(REQUIREMENTS): Begin at the line that contains "Expected: one point per instance of the woven" and quote each line exactly through the last one. Leave pictures out.

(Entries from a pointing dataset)
= = = = =

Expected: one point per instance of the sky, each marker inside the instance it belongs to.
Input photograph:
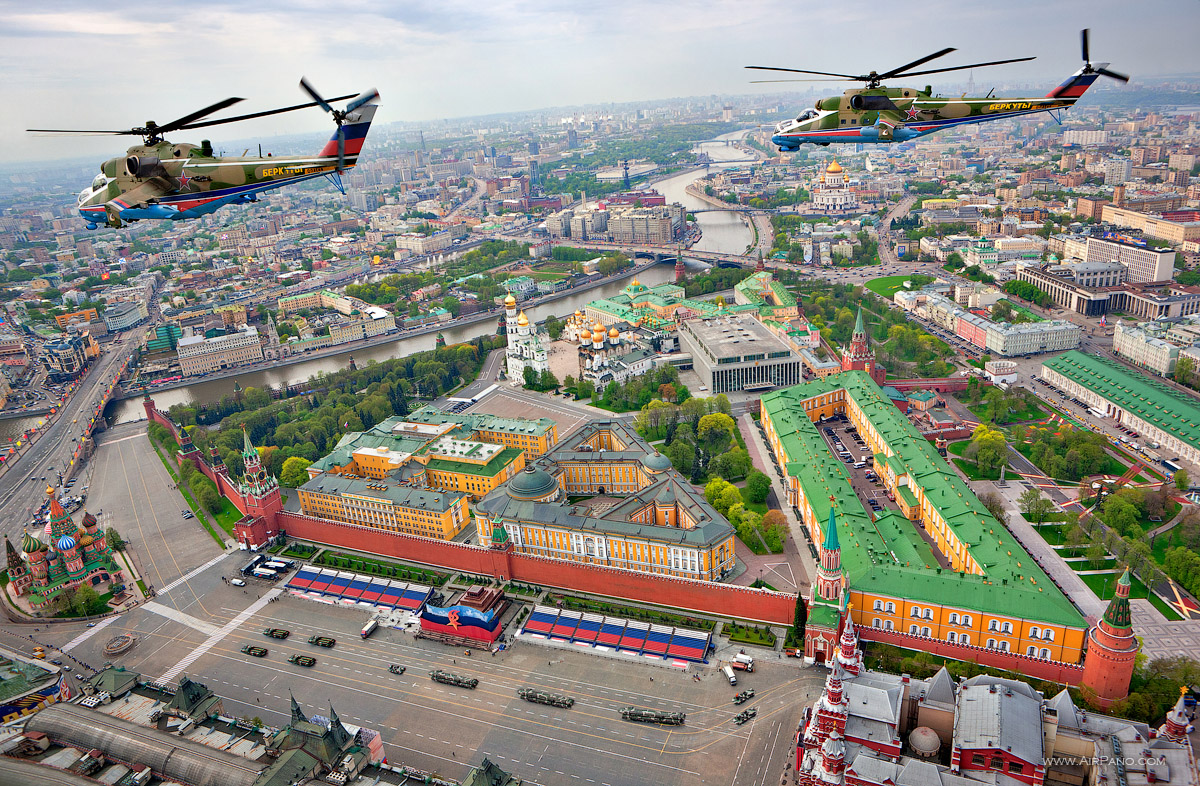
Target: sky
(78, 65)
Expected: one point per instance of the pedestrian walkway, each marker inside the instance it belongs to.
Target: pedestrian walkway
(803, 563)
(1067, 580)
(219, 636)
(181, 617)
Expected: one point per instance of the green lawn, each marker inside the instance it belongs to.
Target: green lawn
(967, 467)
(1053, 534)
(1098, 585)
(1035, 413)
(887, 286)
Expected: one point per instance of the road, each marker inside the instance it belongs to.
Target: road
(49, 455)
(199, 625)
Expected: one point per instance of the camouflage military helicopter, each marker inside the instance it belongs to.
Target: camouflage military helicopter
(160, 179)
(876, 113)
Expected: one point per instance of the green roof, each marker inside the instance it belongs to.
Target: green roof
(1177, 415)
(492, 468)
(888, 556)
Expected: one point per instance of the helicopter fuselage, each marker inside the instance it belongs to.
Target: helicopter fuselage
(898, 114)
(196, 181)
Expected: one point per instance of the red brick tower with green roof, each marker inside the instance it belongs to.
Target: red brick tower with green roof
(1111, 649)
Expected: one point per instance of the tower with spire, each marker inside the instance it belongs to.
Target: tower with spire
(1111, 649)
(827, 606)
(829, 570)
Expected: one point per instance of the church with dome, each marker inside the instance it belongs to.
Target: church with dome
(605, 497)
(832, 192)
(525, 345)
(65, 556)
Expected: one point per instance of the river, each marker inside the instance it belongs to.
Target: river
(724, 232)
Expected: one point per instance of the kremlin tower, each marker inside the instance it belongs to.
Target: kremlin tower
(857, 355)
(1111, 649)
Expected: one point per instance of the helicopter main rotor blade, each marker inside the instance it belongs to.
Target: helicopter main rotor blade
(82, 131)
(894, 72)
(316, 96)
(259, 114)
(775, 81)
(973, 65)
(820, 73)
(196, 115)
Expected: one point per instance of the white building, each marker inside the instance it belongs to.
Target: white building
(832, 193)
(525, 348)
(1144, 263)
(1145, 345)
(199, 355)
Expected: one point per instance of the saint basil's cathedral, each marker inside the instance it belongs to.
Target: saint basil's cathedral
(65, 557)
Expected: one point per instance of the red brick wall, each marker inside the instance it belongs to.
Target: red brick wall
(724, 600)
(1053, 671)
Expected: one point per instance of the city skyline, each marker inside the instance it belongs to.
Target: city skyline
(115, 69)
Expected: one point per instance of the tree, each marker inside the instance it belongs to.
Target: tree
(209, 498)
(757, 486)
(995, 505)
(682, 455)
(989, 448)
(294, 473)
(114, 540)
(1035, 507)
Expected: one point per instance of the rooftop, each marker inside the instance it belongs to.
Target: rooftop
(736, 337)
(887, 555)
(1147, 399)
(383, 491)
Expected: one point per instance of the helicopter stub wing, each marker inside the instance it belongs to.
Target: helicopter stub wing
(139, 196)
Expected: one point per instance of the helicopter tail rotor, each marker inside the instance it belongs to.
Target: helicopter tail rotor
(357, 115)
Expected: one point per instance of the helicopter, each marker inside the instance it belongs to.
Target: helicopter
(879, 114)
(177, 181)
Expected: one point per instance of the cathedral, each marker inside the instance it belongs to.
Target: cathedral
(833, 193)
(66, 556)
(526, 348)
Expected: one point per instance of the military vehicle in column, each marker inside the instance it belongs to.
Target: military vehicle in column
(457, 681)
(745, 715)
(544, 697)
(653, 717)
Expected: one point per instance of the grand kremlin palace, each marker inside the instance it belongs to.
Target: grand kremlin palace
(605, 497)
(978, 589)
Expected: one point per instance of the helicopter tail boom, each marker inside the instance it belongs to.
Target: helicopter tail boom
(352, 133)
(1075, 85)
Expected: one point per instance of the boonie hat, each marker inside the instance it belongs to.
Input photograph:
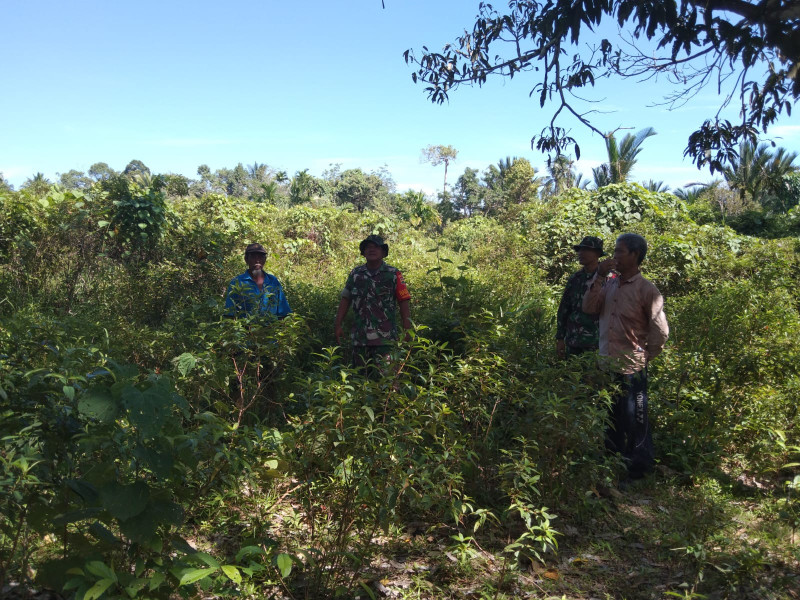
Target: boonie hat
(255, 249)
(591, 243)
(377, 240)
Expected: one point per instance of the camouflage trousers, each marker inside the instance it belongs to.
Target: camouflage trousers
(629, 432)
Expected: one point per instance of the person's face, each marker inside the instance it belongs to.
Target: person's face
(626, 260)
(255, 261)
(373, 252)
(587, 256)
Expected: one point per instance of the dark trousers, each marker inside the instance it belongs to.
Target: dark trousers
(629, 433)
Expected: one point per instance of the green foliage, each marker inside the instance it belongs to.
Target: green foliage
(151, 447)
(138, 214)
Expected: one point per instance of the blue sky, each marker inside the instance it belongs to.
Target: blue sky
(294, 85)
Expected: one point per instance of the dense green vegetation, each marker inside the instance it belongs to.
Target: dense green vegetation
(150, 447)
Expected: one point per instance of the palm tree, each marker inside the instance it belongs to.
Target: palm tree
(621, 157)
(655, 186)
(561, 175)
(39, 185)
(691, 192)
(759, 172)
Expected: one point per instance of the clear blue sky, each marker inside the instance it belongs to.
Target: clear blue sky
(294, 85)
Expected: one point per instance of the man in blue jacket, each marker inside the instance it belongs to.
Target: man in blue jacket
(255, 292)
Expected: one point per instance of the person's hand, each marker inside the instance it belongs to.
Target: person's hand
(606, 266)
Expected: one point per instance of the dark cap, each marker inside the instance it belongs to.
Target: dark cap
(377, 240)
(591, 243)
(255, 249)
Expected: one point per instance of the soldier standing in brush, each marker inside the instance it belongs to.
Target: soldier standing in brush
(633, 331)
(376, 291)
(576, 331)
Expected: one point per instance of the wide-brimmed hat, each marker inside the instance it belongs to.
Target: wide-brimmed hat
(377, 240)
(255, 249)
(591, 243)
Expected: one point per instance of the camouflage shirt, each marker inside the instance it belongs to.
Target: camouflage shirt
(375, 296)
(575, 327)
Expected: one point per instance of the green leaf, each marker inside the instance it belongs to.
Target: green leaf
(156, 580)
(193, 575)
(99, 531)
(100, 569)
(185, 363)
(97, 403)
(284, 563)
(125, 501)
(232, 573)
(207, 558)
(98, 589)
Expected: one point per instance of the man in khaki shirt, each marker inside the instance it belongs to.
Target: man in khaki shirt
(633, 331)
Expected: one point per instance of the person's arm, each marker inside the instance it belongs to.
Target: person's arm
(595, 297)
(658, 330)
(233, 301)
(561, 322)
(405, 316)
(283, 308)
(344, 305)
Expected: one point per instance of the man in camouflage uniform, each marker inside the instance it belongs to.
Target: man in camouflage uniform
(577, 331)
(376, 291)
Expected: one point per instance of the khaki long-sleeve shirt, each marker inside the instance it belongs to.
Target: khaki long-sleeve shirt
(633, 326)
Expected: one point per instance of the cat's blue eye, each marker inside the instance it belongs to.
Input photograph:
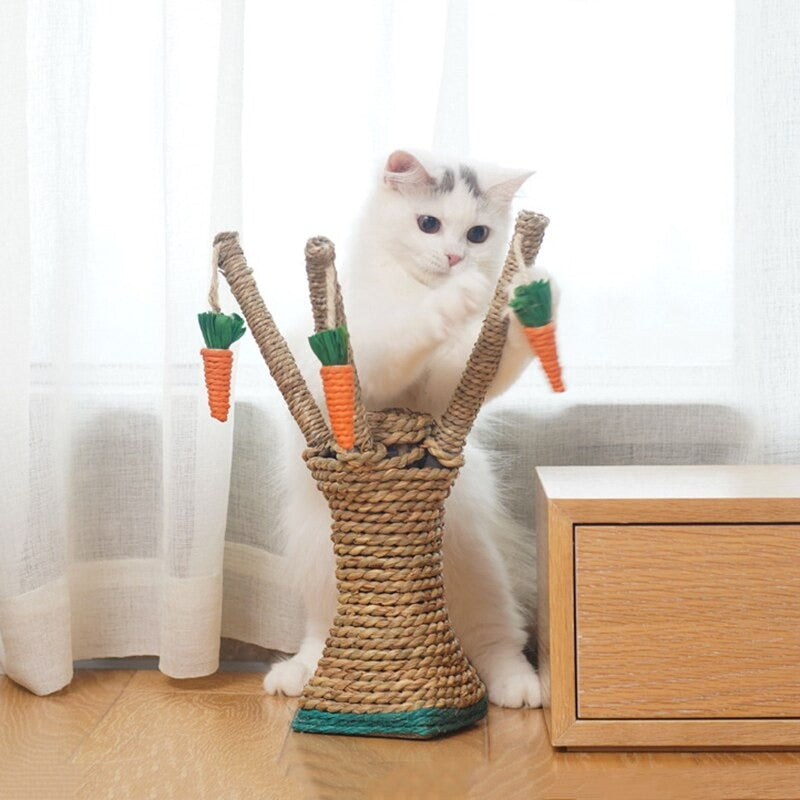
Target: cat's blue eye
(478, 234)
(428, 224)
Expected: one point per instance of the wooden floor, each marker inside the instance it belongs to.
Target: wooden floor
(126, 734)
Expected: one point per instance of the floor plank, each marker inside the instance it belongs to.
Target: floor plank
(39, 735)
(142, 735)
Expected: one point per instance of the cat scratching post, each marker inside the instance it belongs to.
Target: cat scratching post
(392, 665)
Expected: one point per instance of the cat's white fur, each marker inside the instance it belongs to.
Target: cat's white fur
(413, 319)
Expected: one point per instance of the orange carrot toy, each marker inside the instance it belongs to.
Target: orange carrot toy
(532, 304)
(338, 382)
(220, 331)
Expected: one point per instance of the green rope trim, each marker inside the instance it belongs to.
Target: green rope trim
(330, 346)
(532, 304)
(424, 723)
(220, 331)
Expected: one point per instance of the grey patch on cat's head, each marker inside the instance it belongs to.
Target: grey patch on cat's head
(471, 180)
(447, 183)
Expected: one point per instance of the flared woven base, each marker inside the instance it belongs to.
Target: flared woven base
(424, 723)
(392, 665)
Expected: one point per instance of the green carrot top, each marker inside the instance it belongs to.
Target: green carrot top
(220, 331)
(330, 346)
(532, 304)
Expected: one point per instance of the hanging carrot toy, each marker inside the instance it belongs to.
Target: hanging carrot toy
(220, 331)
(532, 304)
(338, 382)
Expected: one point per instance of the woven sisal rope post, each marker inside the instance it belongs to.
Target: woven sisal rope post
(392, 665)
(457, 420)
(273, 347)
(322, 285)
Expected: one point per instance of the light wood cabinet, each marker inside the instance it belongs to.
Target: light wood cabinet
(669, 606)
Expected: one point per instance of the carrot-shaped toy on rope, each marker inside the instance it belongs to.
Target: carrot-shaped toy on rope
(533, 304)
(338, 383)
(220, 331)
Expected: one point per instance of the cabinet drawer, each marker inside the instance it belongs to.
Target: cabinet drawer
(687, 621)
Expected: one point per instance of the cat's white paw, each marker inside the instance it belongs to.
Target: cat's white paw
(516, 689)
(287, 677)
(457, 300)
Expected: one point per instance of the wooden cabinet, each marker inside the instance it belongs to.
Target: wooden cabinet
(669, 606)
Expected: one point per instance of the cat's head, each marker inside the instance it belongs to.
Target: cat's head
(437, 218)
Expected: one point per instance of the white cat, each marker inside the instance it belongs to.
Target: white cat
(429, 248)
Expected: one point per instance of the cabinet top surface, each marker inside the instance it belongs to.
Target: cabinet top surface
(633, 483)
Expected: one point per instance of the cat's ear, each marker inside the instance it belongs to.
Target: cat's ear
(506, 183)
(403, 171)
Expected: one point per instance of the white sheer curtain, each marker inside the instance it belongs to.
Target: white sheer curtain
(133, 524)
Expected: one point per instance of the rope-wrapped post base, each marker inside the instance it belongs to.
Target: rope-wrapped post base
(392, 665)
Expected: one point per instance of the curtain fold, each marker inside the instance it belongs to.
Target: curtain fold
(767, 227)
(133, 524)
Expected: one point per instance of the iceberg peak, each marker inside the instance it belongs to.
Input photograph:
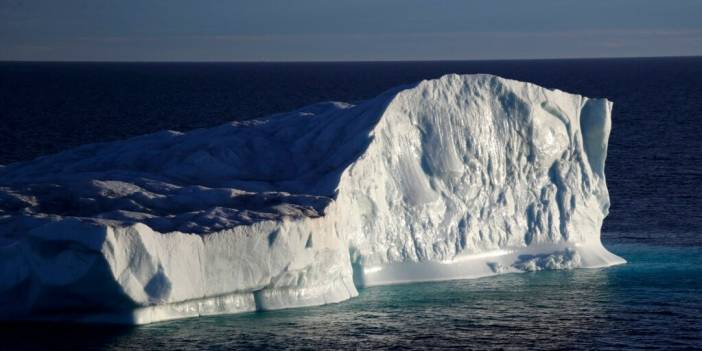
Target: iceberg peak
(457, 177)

= = = = =

(REPLY):
Expected: one point per instance of the woven sisal rope post, each marker inside the instance it belongs to.
Target: woven sisal rope post
(392, 665)
(457, 420)
(273, 347)
(322, 285)
Expected: one point per instance of the light wood cabinet, each marker inside the instance it belongs to.
Target: light wood cabinet
(669, 606)
Expected: one point per instance of the carrot-shaped toy on rope, each marker inside the instance it belongs to.
Target: carrot-shaped toy on rope
(533, 304)
(338, 383)
(220, 331)
Expected: one point per instance of the cabinet drawer, each marker inside the instance it belongs to.
Target: cabinet drawer
(687, 621)
Expected: one point per instance of the cat's white paw, each marker inside the instance it belongs to.
Target: cat's white paw
(516, 689)
(287, 677)
(457, 300)
Expected: one point per instance of the wooden cabinet, each marker inside the instance it belongs to.
Target: wooden cabinet
(669, 606)
Expected: one point per instance of the cat's head, each marker inside the instance it belongs to.
Target: cat's head
(437, 218)
Expected: one point per instance of the white cat, each marker inside the instance it belongs to.
Target: white cat
(429, 248)
Expected: one point per instance of the cabinet top surface, each marker inside the instance it belongs to.
Target: cabinet top surface
(633, 483)
Expected: one point per instance of the cat's ear, each marker inside the instance it belongs to.
Target: cat's ear
(506, 183)
(403, 171)
Expected: one point per instance of the white sheer curtain, each marker inside the instance it belongs to.
Target: white sheer curtain
(133, 524)
Expected: one point per instance of the rope-wrapped post base, each marker inside the instance it belongs to.
Target: rope-wrapped post base
(392, 665)
Expected: one point per instance of the curtain fold, each marker inside the instance it belongs to.
Target: curtain fold
(767, 227)
(133, 524)
Expected: one point per instance of the iceberg peak, each marker inside the instance it belongs to.
Input photograph:
Target: iceberg peak
(457, 177)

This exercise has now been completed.